• [Übungstext]

>>>>>

Die durch eine Falschmeldung induzierte öffentliche Reaktion oder Meinung ist entscheidend für die Unterstützung der eigenen Strategie (z. B. für das Billigen der Gelder durch das Parlament). Als Nebeneffekt soll sie den Gegner desavouieren, dessen unterstützendes Umfeld geschwächt werden soll. Die Funktion solcher Meldungen, sei es die Gräuelpropaganda, um die schlechte Absicht des Feindes durch seine bereits durchgeführten Missetaten zu belegen, sei es die angeblich edlen Gründe zur Begründung des Krieges, benutzt die Wirkung der Information über die Medien als Bestandteil der Strategie im Konflikt. Ihre Effektivität liegt in der Suggestivität der Botschaft begründet, sofern sie auf eine Resonanz bei den schon bestehenden Vorurteilen und Wünschen treffen. Diese verschärfte Anhängigkeit von den Medien (Medialität) könnte nur dann zu einer befriedigenden Distanz der Beurteilung des Geschehens führen, wenn die beiden Gegnern die technischen Kommunikationsmittel nicht verfügbar hätten oder sie einer unparteilichen Kontrolle unterworfen werden könnten. Genau das Gegenteil ist aber der Fall.
Darüber hinaus kommen Fälschungsmöglichkeiten, die durch die modernen Technologien dramatisch angestiegen sind. Man denke nur an die durchsichtigen Versuche der Stalin-Retusche an Photographien im Vergleich zu den heute inszenierten elektronischen Schlacht- und Trefferszenarios, die das Kriegsgeschehen wie ein Videospiel aussehen lassen. Die Vertrauenswürdigkeit und Sicherheit bei der Datenübertragung ist heute ein eigenes Gebiet der Informatik geworden.

<<<<<

• [Aufgaben]
- 1) Bitte geben Sie einen Abschnitt aus dem Übungstext wortgetreu wieder: Beginnen Sie bei den Worten „Darüber hinaus kommen“, und hören Sie nach den Worten „der Informatik geworden.“ auf.
- 2) Beantworten Sie anhand des Übungstextes:
(a) Was soll die durch eine Falschmeldung ausgelöste Reaktion als Nebeneffekt bewirken?
(b) Worin liegt die Effektivität solcher Meldungen begründet?
(c) Was ist heute ein eigenes Gebiet der Informatik geworden?
- 3) Prüfen Sie, ob die folgenden Aussagen mit dem Übungstext übereinstimmen, und belegen Sie Ihre Antwort jeweils mit einem Zitat:
(a) Durch die modernen Technologien sind die Fälschungsmöglichkeiten zurückgegangen.
(b) Als Beispiel für die Unterstützung der eigenen Strategie nennt der Text das Billigen der Gelder durch das Parlament.
(c) Die heute inszenierten elektronischen Schlacht- und Trefferszenarios lassen das Kriegsgeschehen wie ein Videospiel aussehen.
Die anschließenden Datensätze sind eigenständiges Material und gehören nicht zum Übungstext.

• [Erfasste Daten]
>>>>>

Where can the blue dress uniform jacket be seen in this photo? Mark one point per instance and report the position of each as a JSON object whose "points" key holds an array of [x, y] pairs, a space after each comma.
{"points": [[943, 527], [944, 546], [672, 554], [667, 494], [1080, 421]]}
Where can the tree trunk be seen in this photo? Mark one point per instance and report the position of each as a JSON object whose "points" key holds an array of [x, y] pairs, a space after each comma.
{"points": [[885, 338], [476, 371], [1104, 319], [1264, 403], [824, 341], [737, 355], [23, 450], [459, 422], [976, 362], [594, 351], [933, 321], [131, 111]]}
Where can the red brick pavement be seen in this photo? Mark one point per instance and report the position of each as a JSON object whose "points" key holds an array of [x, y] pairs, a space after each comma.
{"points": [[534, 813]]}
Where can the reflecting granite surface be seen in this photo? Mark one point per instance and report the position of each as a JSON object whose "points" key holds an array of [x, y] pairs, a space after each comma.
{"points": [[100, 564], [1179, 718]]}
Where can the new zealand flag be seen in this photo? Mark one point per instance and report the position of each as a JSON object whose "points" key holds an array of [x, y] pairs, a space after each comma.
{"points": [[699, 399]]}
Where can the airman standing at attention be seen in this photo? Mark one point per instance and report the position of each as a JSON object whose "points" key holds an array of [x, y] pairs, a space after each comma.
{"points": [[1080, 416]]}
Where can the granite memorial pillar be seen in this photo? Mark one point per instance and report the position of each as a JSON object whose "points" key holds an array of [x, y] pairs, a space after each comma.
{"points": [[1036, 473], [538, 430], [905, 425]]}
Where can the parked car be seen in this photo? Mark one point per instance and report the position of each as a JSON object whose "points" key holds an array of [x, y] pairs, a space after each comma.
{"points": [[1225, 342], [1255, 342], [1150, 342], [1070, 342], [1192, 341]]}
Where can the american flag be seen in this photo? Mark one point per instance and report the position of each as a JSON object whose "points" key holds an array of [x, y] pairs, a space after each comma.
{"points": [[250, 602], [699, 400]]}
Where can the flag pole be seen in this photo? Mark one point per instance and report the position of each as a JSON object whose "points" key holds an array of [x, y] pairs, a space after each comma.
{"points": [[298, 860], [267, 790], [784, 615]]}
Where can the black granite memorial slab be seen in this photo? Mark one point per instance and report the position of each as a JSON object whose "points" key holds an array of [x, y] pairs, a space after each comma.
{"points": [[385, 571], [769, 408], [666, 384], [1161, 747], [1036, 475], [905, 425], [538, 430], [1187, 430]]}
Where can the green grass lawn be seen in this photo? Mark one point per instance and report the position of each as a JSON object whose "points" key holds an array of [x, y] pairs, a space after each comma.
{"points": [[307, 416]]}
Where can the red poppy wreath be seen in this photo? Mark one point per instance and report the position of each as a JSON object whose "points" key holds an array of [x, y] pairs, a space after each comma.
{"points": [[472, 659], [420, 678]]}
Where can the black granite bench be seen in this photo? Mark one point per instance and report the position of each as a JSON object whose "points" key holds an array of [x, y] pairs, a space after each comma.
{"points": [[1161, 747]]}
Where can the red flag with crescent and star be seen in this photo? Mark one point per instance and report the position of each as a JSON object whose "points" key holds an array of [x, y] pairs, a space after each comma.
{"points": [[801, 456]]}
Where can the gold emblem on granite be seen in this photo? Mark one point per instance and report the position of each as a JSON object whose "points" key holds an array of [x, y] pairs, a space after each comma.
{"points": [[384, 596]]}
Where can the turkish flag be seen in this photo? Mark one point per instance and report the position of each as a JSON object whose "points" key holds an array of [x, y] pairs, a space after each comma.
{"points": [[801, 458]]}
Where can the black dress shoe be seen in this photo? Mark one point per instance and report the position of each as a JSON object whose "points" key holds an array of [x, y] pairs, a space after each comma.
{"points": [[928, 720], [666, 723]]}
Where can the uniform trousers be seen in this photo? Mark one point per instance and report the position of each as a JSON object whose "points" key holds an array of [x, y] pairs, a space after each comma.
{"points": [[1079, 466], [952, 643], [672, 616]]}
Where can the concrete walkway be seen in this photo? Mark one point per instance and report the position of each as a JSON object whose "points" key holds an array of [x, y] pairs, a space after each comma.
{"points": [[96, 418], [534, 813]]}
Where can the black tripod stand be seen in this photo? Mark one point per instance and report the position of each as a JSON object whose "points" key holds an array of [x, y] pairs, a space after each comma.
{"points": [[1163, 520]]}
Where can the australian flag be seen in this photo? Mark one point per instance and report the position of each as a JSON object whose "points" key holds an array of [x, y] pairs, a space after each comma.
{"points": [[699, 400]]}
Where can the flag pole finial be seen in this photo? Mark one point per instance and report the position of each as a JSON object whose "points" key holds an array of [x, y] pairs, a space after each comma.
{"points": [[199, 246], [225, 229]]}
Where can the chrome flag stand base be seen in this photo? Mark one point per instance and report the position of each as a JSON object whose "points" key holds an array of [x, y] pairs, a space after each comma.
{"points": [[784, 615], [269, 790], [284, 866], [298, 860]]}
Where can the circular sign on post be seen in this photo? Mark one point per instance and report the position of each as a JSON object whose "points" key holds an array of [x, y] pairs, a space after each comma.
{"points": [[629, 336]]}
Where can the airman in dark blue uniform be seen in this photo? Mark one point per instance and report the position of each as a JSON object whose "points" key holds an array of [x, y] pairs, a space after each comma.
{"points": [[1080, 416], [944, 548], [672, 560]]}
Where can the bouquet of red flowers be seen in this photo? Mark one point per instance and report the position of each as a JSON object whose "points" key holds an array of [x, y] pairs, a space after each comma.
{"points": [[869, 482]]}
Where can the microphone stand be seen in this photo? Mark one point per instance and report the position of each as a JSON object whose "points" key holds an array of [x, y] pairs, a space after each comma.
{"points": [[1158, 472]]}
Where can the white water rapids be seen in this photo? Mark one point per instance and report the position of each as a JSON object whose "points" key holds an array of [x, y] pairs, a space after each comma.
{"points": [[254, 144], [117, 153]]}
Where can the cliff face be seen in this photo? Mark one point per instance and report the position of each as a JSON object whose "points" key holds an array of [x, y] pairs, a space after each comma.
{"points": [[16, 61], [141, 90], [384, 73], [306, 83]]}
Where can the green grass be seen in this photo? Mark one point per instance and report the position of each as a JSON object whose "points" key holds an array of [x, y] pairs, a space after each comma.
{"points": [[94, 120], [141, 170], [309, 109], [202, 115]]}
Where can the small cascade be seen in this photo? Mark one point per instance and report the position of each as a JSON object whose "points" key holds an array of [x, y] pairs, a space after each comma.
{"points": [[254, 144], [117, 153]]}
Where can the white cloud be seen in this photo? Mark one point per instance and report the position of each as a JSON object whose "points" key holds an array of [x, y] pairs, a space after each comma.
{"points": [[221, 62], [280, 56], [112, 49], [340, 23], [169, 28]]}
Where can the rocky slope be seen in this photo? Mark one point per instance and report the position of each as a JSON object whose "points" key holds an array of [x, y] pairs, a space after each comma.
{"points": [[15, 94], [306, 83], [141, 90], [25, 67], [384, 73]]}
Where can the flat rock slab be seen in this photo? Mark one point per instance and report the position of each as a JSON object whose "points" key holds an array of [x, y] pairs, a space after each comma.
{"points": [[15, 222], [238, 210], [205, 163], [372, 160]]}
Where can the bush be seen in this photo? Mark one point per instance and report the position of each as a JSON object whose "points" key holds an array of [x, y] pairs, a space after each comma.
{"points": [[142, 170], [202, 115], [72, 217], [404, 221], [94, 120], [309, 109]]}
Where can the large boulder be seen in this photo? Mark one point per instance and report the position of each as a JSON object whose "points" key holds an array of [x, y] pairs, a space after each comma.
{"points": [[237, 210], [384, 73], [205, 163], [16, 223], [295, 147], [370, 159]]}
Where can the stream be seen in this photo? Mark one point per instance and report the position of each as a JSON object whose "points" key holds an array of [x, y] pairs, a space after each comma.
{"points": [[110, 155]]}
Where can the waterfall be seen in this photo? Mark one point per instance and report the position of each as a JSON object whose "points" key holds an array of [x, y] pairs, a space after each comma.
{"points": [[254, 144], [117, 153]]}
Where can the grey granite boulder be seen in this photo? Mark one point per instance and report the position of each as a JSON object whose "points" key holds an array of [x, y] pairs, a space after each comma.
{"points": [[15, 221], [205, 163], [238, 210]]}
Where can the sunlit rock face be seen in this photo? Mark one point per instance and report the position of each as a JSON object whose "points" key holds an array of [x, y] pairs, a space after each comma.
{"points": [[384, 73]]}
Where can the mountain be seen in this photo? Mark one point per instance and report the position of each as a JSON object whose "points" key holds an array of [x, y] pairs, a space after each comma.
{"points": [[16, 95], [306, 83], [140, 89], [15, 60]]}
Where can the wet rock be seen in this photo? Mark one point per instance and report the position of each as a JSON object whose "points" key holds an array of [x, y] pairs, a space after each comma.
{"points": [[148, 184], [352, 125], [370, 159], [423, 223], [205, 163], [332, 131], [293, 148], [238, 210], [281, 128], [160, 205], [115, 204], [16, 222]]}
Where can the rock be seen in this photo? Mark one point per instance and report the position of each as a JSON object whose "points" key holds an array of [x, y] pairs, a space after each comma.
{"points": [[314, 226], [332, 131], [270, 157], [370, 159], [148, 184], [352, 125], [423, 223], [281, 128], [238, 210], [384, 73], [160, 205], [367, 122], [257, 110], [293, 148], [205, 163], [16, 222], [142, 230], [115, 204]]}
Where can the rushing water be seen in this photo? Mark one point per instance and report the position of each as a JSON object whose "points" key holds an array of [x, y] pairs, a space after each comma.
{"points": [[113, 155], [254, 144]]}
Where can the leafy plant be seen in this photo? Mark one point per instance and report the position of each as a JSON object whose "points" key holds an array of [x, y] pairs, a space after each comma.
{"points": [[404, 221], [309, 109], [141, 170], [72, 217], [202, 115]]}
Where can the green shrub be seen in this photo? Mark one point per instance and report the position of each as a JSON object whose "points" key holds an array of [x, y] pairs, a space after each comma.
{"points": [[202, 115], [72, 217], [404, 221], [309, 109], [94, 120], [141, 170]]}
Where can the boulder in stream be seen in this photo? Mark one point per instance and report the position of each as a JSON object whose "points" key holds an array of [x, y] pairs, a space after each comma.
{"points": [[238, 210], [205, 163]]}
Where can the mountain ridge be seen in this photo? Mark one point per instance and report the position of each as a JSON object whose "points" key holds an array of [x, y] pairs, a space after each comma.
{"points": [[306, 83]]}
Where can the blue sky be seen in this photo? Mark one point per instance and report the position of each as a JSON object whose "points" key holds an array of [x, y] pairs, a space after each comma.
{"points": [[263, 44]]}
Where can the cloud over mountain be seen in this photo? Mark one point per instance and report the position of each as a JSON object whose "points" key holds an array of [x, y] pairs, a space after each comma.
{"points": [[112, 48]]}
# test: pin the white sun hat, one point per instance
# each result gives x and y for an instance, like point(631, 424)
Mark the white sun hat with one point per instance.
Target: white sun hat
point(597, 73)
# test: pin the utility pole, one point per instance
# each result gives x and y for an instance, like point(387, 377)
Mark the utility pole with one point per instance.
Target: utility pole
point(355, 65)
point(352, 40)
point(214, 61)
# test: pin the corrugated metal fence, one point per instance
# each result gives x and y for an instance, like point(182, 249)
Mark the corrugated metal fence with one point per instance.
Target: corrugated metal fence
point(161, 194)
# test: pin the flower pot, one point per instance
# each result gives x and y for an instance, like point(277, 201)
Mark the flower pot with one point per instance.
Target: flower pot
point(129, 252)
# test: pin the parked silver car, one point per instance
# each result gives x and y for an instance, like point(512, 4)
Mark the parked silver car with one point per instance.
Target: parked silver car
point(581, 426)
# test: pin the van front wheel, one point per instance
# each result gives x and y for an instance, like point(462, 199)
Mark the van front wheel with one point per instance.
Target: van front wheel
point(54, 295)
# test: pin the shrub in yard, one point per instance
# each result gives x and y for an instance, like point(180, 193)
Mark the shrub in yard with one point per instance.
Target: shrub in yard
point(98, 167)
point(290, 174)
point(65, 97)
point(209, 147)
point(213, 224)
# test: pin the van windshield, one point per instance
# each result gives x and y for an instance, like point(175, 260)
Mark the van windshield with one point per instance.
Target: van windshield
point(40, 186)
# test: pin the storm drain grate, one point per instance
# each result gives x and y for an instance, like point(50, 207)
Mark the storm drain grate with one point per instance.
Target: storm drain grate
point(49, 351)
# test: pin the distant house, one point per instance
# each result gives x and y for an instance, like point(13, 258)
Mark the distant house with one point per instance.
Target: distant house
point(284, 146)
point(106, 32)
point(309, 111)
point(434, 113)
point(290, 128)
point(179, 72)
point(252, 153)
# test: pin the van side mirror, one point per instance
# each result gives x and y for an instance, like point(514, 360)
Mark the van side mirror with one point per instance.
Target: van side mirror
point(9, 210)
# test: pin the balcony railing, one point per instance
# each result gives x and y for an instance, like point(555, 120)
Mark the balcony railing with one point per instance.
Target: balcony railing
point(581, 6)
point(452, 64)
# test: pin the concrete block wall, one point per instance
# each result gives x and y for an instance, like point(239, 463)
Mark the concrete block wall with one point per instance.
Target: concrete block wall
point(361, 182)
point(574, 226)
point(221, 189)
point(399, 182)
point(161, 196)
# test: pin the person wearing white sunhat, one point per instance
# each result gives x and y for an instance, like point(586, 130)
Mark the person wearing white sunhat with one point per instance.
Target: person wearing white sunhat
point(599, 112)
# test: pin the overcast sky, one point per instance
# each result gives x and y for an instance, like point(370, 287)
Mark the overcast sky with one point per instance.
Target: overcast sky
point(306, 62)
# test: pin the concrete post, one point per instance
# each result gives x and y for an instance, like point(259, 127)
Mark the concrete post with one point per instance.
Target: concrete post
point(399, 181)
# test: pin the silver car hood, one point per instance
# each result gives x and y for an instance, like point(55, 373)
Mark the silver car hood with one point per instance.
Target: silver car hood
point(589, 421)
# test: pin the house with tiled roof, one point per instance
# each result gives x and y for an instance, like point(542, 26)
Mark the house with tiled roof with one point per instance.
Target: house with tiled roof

<<<<<

• [Lösungen]
- 1)
Darüber hinaus kommen Fälschungsmöglichkeiten, die durch die modernen Technologien dramatisch angestiegen sind. Man denke nur an die durchsichtigen Versuche der Stalin-Retusche an Photographien im Vergleich zu den heute inszenierten elektronischen Schlacht- und Trefferszenarios, die das Kriegsgeschehen wie ein Videospiel aussehen lassen. Die Vertrauenswürdigkeit und Sicherheit bei der Datenübertragung ist heute ein eigenes Gebiet der Informatik geworden.

- 2)
(a) Sie soll den Gegner desavouieren, dessen unterstützendes Umfeld geschwächt werden soll.
(b) In der Suggestivität der Botschaft, sofern sie auf eine Resonanz bei den schon bestehenden Vorurteilen und Wünschen trifft.
(c) Die Vertrauenswürdigkeit und Sicherheit bei der Datenübertragung.

- 3)
(a) Nein: „Fälschungsmöglichkeiten, die durch die modernen Technologien dramatisch angestiegen sind“
(b) Ja: „z. B. für das Billigen der Gelder durch das Parlament“
(c) Ja: „die das Kriegsgeschehen wie ein Videospiel aussehen lassen“